◆ Directive:
Below are records; transcribe only the line with "Expected: one point per instance of the door frame, reported" and those after it, through the last line, without any change.

◆ Entries from a point annotation set:
# # #

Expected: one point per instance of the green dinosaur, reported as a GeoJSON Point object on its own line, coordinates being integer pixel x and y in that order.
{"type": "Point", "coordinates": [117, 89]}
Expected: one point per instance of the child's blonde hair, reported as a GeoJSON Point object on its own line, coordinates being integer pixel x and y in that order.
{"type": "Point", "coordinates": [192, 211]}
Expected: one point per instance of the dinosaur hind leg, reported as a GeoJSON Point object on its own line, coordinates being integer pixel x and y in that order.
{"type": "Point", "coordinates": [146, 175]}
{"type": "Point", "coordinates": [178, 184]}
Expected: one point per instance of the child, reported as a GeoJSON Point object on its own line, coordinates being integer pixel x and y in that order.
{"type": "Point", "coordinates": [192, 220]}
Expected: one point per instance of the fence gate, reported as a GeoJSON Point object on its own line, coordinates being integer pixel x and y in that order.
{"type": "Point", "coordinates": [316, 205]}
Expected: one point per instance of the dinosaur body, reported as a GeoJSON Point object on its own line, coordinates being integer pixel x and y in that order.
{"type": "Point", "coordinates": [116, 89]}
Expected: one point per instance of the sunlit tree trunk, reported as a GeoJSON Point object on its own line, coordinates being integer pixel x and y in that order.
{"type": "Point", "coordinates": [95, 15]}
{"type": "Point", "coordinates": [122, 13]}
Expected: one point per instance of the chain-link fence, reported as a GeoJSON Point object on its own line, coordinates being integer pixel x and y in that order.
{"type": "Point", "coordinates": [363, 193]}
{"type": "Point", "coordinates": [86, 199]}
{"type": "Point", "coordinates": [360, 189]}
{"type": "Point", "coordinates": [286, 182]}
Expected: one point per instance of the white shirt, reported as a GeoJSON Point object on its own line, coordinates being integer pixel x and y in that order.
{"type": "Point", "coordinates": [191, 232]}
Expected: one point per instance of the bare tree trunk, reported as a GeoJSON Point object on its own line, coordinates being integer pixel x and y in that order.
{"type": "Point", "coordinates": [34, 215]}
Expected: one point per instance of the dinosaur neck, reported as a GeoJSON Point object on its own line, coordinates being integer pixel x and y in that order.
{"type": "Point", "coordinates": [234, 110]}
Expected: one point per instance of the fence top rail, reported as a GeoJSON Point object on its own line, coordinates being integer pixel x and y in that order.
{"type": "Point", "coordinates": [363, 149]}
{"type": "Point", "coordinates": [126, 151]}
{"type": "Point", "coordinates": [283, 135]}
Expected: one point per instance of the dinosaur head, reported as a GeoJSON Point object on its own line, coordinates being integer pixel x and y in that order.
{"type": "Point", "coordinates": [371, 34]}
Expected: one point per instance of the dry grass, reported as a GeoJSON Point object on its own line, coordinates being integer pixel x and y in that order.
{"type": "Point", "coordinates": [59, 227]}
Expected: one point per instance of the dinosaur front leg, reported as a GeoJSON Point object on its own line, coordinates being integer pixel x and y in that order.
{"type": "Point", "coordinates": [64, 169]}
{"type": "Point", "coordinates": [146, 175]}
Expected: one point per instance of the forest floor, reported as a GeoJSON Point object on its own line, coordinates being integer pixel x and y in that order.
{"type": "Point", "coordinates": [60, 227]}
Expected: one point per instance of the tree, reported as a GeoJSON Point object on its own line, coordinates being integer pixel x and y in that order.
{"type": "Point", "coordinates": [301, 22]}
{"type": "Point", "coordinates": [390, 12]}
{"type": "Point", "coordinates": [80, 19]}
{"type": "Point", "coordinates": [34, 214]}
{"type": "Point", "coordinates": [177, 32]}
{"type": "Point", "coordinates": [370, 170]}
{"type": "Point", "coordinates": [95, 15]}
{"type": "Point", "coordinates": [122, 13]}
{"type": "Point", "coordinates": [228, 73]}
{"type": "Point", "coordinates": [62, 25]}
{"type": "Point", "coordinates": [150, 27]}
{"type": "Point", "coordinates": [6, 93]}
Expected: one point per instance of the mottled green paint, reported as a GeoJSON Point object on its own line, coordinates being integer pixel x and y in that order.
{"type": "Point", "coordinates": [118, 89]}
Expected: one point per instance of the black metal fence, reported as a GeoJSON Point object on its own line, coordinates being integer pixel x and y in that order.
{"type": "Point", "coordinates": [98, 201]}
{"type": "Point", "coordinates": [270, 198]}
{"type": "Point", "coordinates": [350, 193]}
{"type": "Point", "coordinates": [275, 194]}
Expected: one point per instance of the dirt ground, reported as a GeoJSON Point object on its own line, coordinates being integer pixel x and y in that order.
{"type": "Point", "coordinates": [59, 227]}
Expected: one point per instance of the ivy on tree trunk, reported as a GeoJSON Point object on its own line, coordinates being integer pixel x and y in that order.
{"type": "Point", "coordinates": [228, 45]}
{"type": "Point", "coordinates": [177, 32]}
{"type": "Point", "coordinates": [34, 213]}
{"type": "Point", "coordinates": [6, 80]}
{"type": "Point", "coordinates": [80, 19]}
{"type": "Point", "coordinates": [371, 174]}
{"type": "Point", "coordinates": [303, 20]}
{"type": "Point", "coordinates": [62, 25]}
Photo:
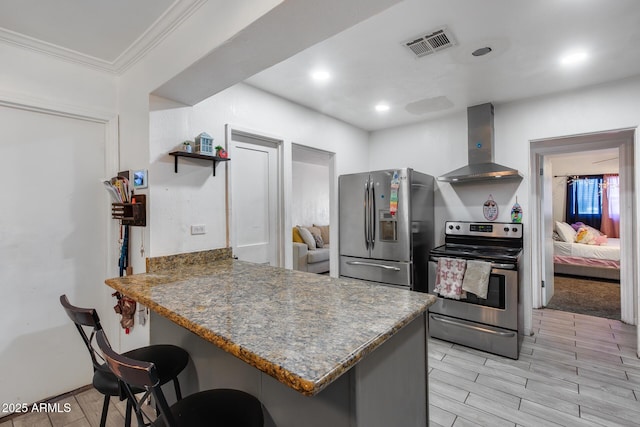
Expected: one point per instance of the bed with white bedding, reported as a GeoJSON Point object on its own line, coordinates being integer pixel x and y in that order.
{"type": "Point", "coordinates": [579, 259]}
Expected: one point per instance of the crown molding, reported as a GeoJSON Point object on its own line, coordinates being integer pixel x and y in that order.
{"type": "Point", "coordinates": [158, 31]}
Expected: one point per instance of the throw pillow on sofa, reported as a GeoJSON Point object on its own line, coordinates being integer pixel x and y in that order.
{"type": "Point", "coordinates": [324, 232]}
{"type": "Point", "coordinates": [296, 235]}
{"type": "Point", "coordinates": [307, 237]}
{"type": "Point", "coordinates": [317, 236]}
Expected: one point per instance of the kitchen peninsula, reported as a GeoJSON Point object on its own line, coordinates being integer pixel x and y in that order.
{"type": "Point", "coordinates": [315, 350]}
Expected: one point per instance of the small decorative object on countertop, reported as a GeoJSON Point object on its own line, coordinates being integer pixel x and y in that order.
{"type": "Point", "coordinates": [516, 212]}
{"type": "Point", "coordinates": [204, 144]}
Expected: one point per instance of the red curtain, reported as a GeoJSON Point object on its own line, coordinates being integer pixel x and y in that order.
{"type": "Point", "coordinates": [611, 206]}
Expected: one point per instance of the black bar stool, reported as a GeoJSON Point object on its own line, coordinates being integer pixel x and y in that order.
{"type": "Point", "coordinates": [170, 360]}
{"type": "Point", "coordinates": [217, 407]}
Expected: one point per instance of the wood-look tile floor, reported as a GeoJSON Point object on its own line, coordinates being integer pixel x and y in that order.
{"type": "Point", "coordinates": [575, 370]}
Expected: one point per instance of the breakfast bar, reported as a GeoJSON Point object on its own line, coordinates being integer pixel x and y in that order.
{"type": "Point", "coordinates": [315, 350]}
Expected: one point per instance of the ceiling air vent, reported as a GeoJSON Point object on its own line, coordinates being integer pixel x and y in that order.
{"type": "Point", "coordinates": [430, 43]}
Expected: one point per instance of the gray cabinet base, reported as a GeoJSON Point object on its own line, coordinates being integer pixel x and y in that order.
{"type": "Point", "coordinates": [387, 387]}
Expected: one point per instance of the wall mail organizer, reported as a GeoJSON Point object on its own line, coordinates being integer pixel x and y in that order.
{"type": "Point", "coordinates": [132, 213]}
{"type": "Point", "coordinates": [214, 159]}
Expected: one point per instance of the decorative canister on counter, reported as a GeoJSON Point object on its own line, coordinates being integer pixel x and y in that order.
{"type": "Point", "coordinates": [516, 212]}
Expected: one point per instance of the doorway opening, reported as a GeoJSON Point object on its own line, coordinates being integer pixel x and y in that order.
{"type": "Point", "coordinates": [586, 265]}
{"type": "Point", "coordinates": [611, 147]}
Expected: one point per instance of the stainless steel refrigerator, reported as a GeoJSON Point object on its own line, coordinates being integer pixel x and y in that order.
{"type": "Point", "coordinates": [386, 227]}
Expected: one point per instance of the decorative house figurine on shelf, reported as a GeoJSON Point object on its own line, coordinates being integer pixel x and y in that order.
{"type": "Point", "coordinates": [204, 144]}
{"type": "Point", "coordinates": [221, 152]}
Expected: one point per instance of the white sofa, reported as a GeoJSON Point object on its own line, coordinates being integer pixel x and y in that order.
{"type": "Point", "coordinates": [312, 261]}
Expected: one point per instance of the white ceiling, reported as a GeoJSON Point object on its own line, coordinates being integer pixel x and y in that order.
{"type": "Point", "coordinates": [368, 62]}
{"type": "Point", "coordinates": [109, 35]}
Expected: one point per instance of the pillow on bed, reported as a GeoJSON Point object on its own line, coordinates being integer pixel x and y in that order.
{"type": "Point", "coordinates": [566, 232]}
{"type": "Point", "coordinates": [588, 235]}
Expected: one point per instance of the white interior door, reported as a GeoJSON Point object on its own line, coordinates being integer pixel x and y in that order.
{"type": "Point", "coordinates": [547, 230]}
{"type": "Point", "coordinates": [255, 199]}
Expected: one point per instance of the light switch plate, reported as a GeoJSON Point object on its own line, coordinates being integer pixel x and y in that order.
{"type": "Point", "coordinates": [198, 229]}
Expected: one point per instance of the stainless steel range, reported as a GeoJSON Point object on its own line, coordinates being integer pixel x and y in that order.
{"type": "Point", "coordinates": [493, 324]}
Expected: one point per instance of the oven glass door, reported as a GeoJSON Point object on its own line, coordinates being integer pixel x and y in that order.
{"type": "Point", "coordinates": [496, 293]}
{"type": "Point", "coordinates": [500, 308]}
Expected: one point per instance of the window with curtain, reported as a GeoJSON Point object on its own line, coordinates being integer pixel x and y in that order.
{"type": "Point", "coordinates": [584, 200]}
{"type": "Point", "coordinates": [595, 201]}
{"type": "Point", "coordinates": [611, 206]}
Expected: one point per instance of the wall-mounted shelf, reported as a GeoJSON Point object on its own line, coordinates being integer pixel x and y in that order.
{"type": "Point", "coordinates": [215, 160]}
{"type": "Point", "coordinates": [131, 213]}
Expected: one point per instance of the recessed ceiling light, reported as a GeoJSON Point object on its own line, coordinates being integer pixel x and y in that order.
{"type": "Point", "coordinates": [574, 58]}
{"type": "Point", "coordinates": [320, 75]}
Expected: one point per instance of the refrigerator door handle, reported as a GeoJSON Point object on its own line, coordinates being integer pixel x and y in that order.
{"type": "Point", "coordinates": [371, 264]}
{"type": "Point", "coordinates": [366, 214]}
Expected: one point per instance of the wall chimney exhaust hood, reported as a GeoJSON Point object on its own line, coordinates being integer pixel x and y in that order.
{"type": "Point", "coordinates": [480, 150]}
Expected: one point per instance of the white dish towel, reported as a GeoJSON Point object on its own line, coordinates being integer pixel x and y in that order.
{"type": "Point", "coordinates": [449, 277]}
{"type": "Point", "coordinates": [476, 278]}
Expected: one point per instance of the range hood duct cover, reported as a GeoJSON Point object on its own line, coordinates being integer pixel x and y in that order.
{"type": "Point", "coordinates": [480, 150]}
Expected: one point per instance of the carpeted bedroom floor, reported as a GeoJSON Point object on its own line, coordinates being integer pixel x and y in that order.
{"type": "Point", "coordinates": [594, 297]}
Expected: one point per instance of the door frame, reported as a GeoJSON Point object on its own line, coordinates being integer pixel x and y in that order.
{"type": "Point", "coordinates": [623, 139]}
{"type": "Point", "coordinates": [330, 163]}
{"type": "Point", "coordinates": [257, 138]}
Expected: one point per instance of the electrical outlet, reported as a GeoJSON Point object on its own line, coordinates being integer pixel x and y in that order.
{"type": "Point", "coordinates": [198, 229]}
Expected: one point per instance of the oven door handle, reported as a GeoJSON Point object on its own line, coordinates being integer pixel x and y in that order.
{"type": "Point", "coordinates": [370, 264]}
{"type": "Point", "coordinates": [468, 325]}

# # #

◆ Response to this exercise:
Expected: one point per instance of the door frame, reported as a GeoJSON Point object on its own line, coordinates being integer pixel x and y in that order.
{"type": "Point", "coordinates": [623, 139]}
{"type": "Point", "coordinates": [330, 163]}
{"type": "Point", "coordinates": [257, 138]}
Expected: one point per instance of the electrical outlet, reported as a GeoJSON Point object on its own line, coordinates being integer pixel x and y in that order.
{"type": "Point", "coordinates": [198, 229]}
Expected: one point per instance of the oven door handle, reported as a GeoJSON Point object on its own line, coordinates being integer pixel x and y in that order.
{"type": "Point", "coordinates": [370, 264]}
{"type": "Point", "coordinates": [468, 325]}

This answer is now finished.